The material below must be restated exactly, line by line.

(SOURCE MATERIAL Opens)

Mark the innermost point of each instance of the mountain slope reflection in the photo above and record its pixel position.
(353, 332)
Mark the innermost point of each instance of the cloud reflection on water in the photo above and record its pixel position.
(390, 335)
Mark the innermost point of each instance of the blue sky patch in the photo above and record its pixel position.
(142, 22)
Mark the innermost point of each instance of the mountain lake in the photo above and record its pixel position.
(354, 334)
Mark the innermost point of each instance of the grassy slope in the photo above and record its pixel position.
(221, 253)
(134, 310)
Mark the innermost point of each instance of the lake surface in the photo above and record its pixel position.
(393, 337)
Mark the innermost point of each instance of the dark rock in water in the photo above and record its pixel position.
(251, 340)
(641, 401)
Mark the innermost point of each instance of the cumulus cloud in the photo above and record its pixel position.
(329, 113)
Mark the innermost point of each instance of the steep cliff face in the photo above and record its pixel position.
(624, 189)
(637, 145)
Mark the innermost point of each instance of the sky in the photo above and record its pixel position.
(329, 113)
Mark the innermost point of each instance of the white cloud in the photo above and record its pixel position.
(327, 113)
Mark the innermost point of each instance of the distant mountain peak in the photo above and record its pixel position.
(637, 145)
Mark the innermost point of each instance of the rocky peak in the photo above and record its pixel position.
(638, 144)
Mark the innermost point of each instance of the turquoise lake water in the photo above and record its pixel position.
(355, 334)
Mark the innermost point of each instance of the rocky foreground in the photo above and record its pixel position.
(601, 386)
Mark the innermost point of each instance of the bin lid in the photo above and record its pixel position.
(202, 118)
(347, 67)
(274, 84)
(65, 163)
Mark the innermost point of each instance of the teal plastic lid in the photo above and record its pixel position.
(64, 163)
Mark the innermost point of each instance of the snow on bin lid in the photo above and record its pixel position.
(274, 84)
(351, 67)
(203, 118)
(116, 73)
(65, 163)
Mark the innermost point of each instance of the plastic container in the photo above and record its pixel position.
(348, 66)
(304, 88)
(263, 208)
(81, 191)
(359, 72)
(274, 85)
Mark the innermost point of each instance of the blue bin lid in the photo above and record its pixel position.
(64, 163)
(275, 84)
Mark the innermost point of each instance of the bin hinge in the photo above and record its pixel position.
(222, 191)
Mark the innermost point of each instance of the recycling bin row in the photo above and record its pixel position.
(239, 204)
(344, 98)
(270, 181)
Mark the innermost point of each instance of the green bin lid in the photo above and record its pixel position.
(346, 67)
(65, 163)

(SOURCE MATERIAL Closes)

» **ANSWER TO THIS TASK**:
Mark the innermost point of each instance of the mountain slope reflection in the photo above and record its pixel position.
(353, 332)
Mark the innermost point of each instance of the cloud reflection on water in the photo above and record its pixel position.
(390, 335)
Mark the innermost point of each instance of the blue sky patch in the photo above and record its pixel position.
(142, 22)
Mark the innermost point of each instance of the mountain lake in the photo above and record its pixel position.
(354, 334)
Mark the innermost point of each instance of the grassy slope in the photo above and record its pixel position.
(221, 253)
(134, 310)
Mark the innermost point of each instance of the lake surface in the photo above and record its pixel position.
(393, 337)
Mark the innermost point of each instance of the dark rock in water in the photo above and record its pixel position.
(251, 340)
(641, 401)
Mark the innermost point of each instance of the cumulus cloud in the photo above and record its pixel position.
(329, 113)
Mark the innermost point of each instance of the steep cliff face in the photo above and record its pixel position.
(624, 189)
(637, 145)
Mark the innermost point of each instance of the sky in the photo above and record its pixel position.
(329, 113)
Mark the innermost point of each instance of the white cloud in the photo above and record its pixel position.
(327, 113)
Mark the innermost point of each instance of the distant mountain peak in the photo above and record its pixel position.
(637, 145)
Mark the innermost point of each instance of the rocky peak in the photo above and record its pixel position.
(638, 144)
Mark the innermost point of each instance of the turquoise lake water in the photo above and record its pixel position.
(355, 334)
Mark the innermost point of each instance of the rocky foreground in the photo above and record its pixel position.
(601, 386)
Mark the innermost point of each instance of the bin lid in the photo above and record its pixel position.
(202, 118)
(347, 67)
(274, 84)
(65, 163)
Mark the innermost point of each instance of the teal plastic lid in the photo above and record its pixel position.
(64, 163)
Mark the innermost point of each instance of the snow on bin lid in the photo above and record its pixel position.
(274, 84)
(351, 67)
(203, 118)
(116, 73)
(65, 163)
Mark the innermost point of each instance of the plastic container in the photo above and record its pixel position.
(348, 66)
(304, 88)
(263, 208)
(81, 191)
(359, 72)
(274, 85)
Mark the innermost point of each instance of the blue bin lid in the photo above and record its pixel position.
(64, 163)
(275, 84)
Mark the innermost point of each instance of the bin hinge in the photo above and record its pixel position.
(222, 191)
Mark the innermost point of each instance of the recycling bin row in the photo above and record its pixel position.
(239, 204)
(344, 98)
(270, 181)
Mark the innermost point of each instance of the green bin lid in the photo above and record its pixel position.
(346, 67)
(65, 163)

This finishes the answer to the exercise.